Input material below:

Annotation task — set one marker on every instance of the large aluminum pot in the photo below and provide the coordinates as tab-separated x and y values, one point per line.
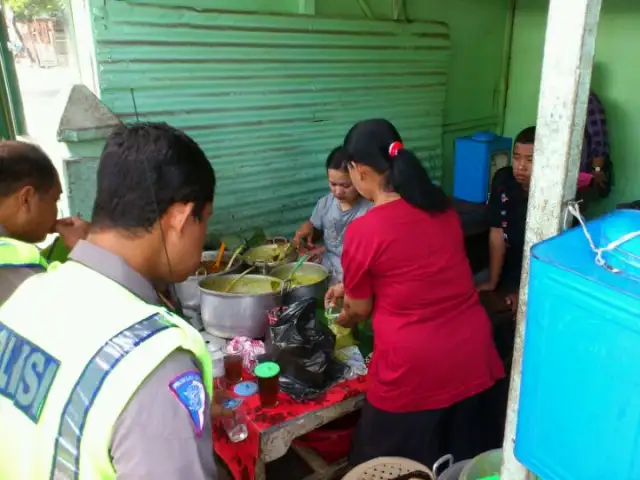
229	315
307	271
269	256
189	292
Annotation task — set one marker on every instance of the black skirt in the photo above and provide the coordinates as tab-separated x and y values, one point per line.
464	430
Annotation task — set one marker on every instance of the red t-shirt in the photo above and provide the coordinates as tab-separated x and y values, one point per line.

End of Input material.

■ Action item: In the records above, return only the line that contains "of the black" and every line after it through the last, exactly as they appear.

■ Written answer:
Annotation task — set one marker on every instance of the black skirt in the photo above and provide the coordinates as tab-separated x and y values, one point per line.
464	430
Annotation task — set one marker on every instance of the red t-shirt in the photo above and provide the coordinates as tab-separated x and y values, one point per line.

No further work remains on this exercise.